▸ **Short problem**:
Take the material below and retype it in full; pictures are left out.
>> Begin Dataset content
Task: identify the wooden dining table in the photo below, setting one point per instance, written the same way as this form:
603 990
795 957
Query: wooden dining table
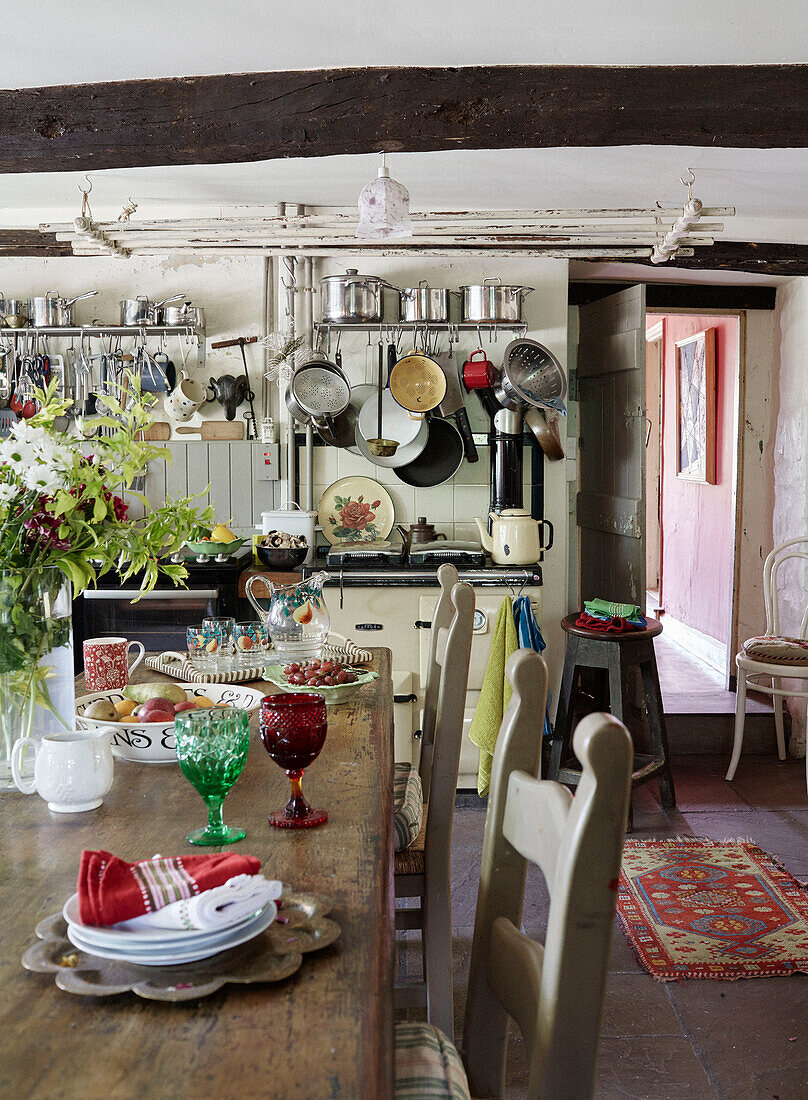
324 1032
>> End Dataset content
▸ **Exercise response**:
Task: identify the wooden dining table in the photo below, setting one point per instance, written the same way as this form:
603 990
795 957
Query: wooden dining table
324 1032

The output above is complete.